— start Text passage —
Rohin Shah comments on Shah and Yudkowsky on alignment failures

Rohin Shah 1 Mar 2022 8:40 UTC
LW: 4 AF: 4
AF
So my objection to debate (which again I think is similar to Eliezer’s) would be: (1) if the debaters are “trying to win the debate” in a way that involves RL-on-thoughts / consequentialist planning / etc., then in all likelihood they would think up the strategy of breaking out of the box and hacking into the judge / opposing debater / etc. (2) if not, I don’t think the AIs would be sufficiently capable that they could do anything pivotal.
In that particular non-failure story, I’m definitely imagining that they aren’t “trying to win the debate” (where “trying” is a very strong word that implies taking over the world to win the debate).
I didn’t really get into this with Eliezer but like Richard I’m pretty unclear on why “not trying to win the debate” (with the strong sense of trying) implies “insufficiently capable to be pivotal”. I don’t think humans are “trying” in the strong sense, but we sure seem very capable; it doesn’t seem crazy to imagine that this continues.
If I’m reading Rohin correctly, he was gearing up to argue that the claim
I wasn’t really gearing up to argue anything. For most of this conversation I was in the mode of “what is the argument that convinces Eliezer of near-certain doom (rather than just suggesting it is plausible), because I don’t see it”.
- Steven Byrnes 1 Mar 2022 14:40 UTC
  LW: 4 AF: 4
  AF Parent
  The RL-on-thoughts discussion was meant as an argument that a sufficiently capable AI needs to be “trying” to do something. If we agree on that part, then you can still say my previous comment was a false dichotomy, because the AI could be “trying” to (for example) “win the debate while following the spirit of the debate rules”.
  And yes I agree, that was bad of me to have listed those two things as if they’re the only two options.
  I guess what I was thinking was: If we take the most straightforward debate setup, and if it gets an AI that is “trying” to do something, then that “something” is most likely to be vaguely like “win the debate” or something else with similarly-destructive consequences.
  A different issue is whether that “most likely” is 99.9% vs 80% or whatever—that part is not immediately obvious to me.
  And yet another question is whether we can push that probability much lower, even towards zero, by not using the most straightforward debate setup, but rather adding things to the setup that are directly targeted at sculpting the AGI’s motivations.
  I am not in fact convinced of near-certain doom there—that would be my Consequentialism & Corrigibility post. (I am convinced that we don’t have a good plan right now.)
  What links here?
  - Steven Byrnes's comment on Shah and Yudkowsky on alignment failures by Rohin Shah (1 Mar 2022 5:00 UTC; 12 points)
  - Rohin Shah 1 Mar 2022 15:36 UTC
    LW: 4 AF: 4
    AF Parent
    I agree that we don’t have a plan that we can be justifiably confident in right now.
— end Text passage —
— start Supplied material —
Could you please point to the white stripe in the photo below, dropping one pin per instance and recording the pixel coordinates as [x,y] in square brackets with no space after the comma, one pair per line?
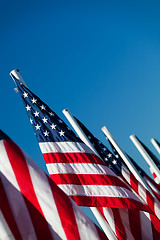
[78,168]
[15,198]
[5,232]
[98,191]
[146,226]
[45,198]
[86,227]
[153,187]
[156,179]
[64,147]
[109,218]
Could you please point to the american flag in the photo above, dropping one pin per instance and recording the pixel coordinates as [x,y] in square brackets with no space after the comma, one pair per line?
[83,175]
[155,160]
[32,206]
[72,165]
[117,165]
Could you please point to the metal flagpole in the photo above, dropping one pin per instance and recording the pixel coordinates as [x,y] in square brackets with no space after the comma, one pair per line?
[126,159]
[155,144]
[103,223]
[15,73]
[145,155]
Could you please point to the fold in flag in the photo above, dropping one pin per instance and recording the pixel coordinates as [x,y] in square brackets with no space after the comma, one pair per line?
[117,165]
[32,206]
[155,160]
[73,166]
[115,162]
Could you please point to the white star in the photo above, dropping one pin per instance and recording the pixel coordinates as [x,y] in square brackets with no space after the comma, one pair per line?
[109,155]
[25,94]
[61,133]
[34,100]
[45,120]
[46,134]
[43,107]
[31,120]
[51,114]
[37,127]
[28,108]
[36,114]
[53,126]
[114,161]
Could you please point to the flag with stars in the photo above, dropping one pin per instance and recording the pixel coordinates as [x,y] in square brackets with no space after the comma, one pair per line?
[71,164]
[78,171]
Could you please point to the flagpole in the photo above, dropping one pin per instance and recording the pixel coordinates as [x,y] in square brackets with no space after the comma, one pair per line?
[145,155]
[155,144]
[126,159]
[15,74]
[103,223]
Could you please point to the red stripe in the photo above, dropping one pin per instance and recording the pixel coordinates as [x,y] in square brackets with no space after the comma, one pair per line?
[134,183]
[135,224]
[101,234]
[113,202]
[76,157]
[66,212]
[7,212]
[154,175]
[119,227]
[155,227]
[88,179]
[21,171]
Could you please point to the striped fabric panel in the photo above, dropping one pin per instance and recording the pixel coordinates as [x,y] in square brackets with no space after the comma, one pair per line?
[86,178]
[131,224]
[33,195]
[153,185]
[142,192]
[156,179]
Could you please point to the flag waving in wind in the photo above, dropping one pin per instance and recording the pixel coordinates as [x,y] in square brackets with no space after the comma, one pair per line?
[32,206]
[73,166]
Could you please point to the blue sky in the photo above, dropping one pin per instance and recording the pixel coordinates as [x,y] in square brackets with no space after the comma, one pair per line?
[99,59]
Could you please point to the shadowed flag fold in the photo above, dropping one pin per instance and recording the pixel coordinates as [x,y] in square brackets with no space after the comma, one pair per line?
[32,206]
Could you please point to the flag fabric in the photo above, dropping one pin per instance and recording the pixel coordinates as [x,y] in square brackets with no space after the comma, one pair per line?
[73,166]
[82,175]
[117,165]
[155,160]
[32,206]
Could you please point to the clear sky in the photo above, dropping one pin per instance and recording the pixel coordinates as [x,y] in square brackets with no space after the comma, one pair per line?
[99,59]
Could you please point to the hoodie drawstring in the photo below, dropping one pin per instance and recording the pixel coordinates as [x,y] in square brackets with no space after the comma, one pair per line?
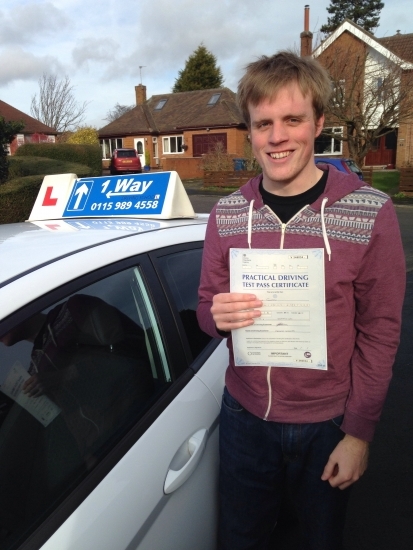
[283,225]
[323,226]
[250,223]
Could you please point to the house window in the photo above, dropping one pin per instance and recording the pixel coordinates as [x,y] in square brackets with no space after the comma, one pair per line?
[160,104]
[338,93]
[329,142]
[214,99]
[172,144]
[109,145]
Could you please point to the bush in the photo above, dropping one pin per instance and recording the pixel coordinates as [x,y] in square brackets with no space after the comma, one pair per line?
[89,155]
[33,166]
[84,135]
[17,198]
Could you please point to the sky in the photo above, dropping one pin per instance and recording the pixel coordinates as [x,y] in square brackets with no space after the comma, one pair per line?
[107,48]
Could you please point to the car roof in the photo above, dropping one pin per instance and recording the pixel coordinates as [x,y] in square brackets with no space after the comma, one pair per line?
[27,246]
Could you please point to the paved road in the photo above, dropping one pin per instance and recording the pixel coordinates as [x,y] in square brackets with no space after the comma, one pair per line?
[380,514]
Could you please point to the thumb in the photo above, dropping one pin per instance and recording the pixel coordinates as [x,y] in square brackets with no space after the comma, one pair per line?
[330,470]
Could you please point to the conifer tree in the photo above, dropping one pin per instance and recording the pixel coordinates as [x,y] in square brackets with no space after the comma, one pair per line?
[8,131]
[365,13]
[200,72]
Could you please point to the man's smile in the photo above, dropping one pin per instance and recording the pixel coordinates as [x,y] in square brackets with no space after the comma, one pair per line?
[281,155]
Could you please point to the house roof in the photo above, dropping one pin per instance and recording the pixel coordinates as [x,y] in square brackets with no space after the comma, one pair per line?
[399,44]
[180,111]
[378,44]
[31,125]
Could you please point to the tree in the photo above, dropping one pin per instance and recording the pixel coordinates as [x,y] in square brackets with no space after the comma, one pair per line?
[200,72]
[56,105]
[370,98]
[8,131]
[118,111]
[365,13]
[84,135]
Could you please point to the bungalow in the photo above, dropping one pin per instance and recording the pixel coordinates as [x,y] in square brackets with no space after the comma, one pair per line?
[177,128]
[34,131]
[372,78]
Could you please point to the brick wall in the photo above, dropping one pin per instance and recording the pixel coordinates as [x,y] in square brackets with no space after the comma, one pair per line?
[187,168]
— end Supplied material —
* _Problem requirements_: Can you extract, word for word, the part of the alignment-failures thread that opens with the words containing "In that particular" and closes with "win the debate)."? Nothing in the records is needed here.

* _Answer_:
In that particular non-failure story, I’m definitely imagining that they aren’t “trying to win the debate” (where “trying” is a very strong word that implies taking over the world to win the debate).